§ PROBLEM TO WORK ON
Reproduce every entry that follows word for word, but omit the images.

** start of INFORMATION SHOWN **

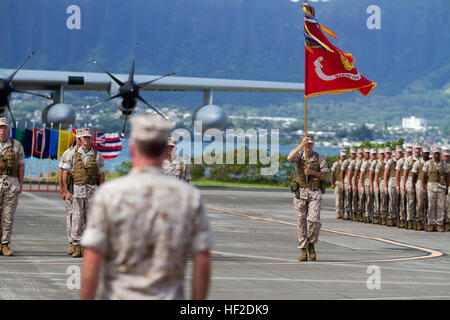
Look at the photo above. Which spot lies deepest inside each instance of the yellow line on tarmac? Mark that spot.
(430, 253)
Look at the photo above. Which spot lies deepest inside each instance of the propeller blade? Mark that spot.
(157, 111)
(120, 83)
(33, 93)
(10, 112)
(11, 76)
(144, 84)
(131, 76)
(90, 106)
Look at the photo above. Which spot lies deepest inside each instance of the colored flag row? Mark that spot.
(49, 143)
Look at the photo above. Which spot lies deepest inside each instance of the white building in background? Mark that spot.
(414, 123)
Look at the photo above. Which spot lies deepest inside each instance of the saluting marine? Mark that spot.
(337, 185)
(173, 165)
(420, 195)
(67, 201)
(437, 172)
(308, 188)
(86, 166)
(12, 170)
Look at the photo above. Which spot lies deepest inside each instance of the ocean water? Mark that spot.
(35, 166)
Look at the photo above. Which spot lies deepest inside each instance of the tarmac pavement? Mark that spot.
(255, 253)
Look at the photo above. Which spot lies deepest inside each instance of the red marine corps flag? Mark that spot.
(328, 69)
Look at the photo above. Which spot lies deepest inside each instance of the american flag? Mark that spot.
(108, 144)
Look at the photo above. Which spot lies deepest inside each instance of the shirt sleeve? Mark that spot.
(95, 234)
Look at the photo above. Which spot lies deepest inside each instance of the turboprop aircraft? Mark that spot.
(124, 91)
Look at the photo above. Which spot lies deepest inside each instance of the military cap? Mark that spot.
(150, 127)
(310, 138)
(4, 122)
(171, 142)
(86, 132)
(436, 149)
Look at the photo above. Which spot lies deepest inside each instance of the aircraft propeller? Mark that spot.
(128, 91)
(6, 89)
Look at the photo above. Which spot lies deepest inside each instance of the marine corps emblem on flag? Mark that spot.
(327, 68)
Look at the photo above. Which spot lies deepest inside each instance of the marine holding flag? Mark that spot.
(327, 68)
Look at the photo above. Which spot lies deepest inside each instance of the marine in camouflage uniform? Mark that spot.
(12, 169)
(86, 166)
(400, 190)
(307, 205)
(175, 166)
(347, 188)
(420, 195)
(353, 173)
(67, 201)
(377, 191)
(437, 172)
(337, 184)
(391, 187)
(408, 186)
(145, 233)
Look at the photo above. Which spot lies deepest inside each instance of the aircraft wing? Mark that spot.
(87, 81)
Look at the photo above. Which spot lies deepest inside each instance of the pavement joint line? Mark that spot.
(430, 252)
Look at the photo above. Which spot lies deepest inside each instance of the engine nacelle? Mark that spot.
(59, 113)
(211, 116)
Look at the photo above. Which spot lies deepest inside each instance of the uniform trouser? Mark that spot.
(361, 200)
(80, 208)
(9, 199)
(338, 197)
(307, 212)
(383, 200)
(347, 199)
(402, 207)
(355, 200)
(436, 205)
(420, 202)
(369, 199)
(69, 210)
(410, 200)
(376, 201)
(393, 200)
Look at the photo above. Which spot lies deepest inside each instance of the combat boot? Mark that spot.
(77, 252)
(304, 256)
(6, 251)
(410, 225)
(311, 252)
(71, 250)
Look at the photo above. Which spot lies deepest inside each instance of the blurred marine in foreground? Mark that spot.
(140, 235)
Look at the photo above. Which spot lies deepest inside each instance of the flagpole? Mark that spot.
(31, 154)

** end of INFORMATION SHOWN **

§ OUTPUT BELOW
Look at the photo above. Which spot lies deepest inside each instance of the yellow line on tarmac? Mark that spot.
(430, 253)
Look at the photo above. Which spot lies deepest inside each instance of the propeller blade? Mark that spot.
(157, 111)
(120, 83)
(33, 93)
(10, 112)
(11, 76)
(144, 84)
(131, 76)
(90, 106)
Look at the photo above. Which spot lies deepest inside each instance of the colored flag row? Mark that spot.
(49, 143)
Look at the photo above. Which spot lies deepest inside each instance of the white building in background? Mark that spot.
(414, 123)
Look at the photo above. Which spot lies deepest inside each instance of the saluting marine? Mark that spot.
(337, 185)
(173, 165)
(420, 195)
(67, 201)
(437, 172)
(308, 188)
(86, 166)
(12, 170)
Look at the photo above. Which spot lies deepest inside each instance of the ocean water? Mark that spot.
(35, 166)
Look at the photo above. Which spot lies deepest inside each instance of the tarmac pavement? Mark that spot.
(255, 253)
Look at the photo above. Which spot lies deepest inside each instance of the red marine corps flag? Mark that spot.
(328, 69)
Look at the photo above. Which spot lies deepest inside each instance of the american flag? Mark that spot.
(108, 144)
Look at the photo above. Which spot lies deepest inside each instance of the shirt sleeve? Mark that spot.
(95, 234)
Look at the photo above. Which spot lies deepest inside each instance of the turboprop aircraft? Mark that spot.
(124, 91)
Look at the photo above. Which spot lies deepest inside each instance of the military cap? Mark that spot.
(150, 127)
(310, 138)
(4, 122)
(171, 142)
(86, 132)
(436, 149)
Look at the photo above. Which spot lies deepest inside each instance of the aircraft propeller? Mark that spot.
(128, 91)
(6, 89)
Look at the photo above. Which spot lies deepest inside each instance of the marine corps emblem on flag? Mark that spot.
(327, 68)
Look at the photo above. Which spot lies deepest inside each instance of the marine holding flag? Mark that spot.
(327, 68)
Look at the photo above. Which spot lies deepest inside each instance of the marine in camouflage uniform? Mark that spot.
(12, 169)
(86, 166)
(400, 190)
(307, 205)
(175, 166)
(347, 188)
(420, 195)
(353, 173)
(67, 201)
(377, 191)
(437, 172)
(337, 184)
(391, 187)
(408, 186)
(145, 233)
Look at the photo above. Which spot lies deepest inside each instance of the aircraft wing? Mark that spot.
(87, 81)
Look at the photo above. Which spot lies deepest inside each instance of the pavement joint line? Mark that spot.
(430, 252)
Look at the photo above. Which spot lies deepest inside each instance of the engine nacelle? Mark that spot.
(59, 113)
(211, 116)
Look at the photo above. Which spot lies deepest inside each instance of the uniform trouser? Mark that spot.
(361, 200)
(80, 208)
(9, 199)
(338, 197)
(307, 212)
(383, 200)
(347, 199)
(402, 207)
(355, 200)
(436, 205)
(420, 202)
(369, 199)
(69, 210)
(410, 200)
(376, 201)
(393, 200)
Look at the photo above. Which spot lies deepest inside each instance of the combat boot? Mark that spot.
(77, 252)
(304, 256)
(6, 251)
(410, 225)
(311, 252)
(71, 250)
Look at the photo above. Which spot lies deepest inside each instance of the blurred marine in foreground? Mark that spot.
(140, 235)
Look at the photo above. Which spot lies deepest inside each instance of the flagpole? Mark that spot.
(31, 154)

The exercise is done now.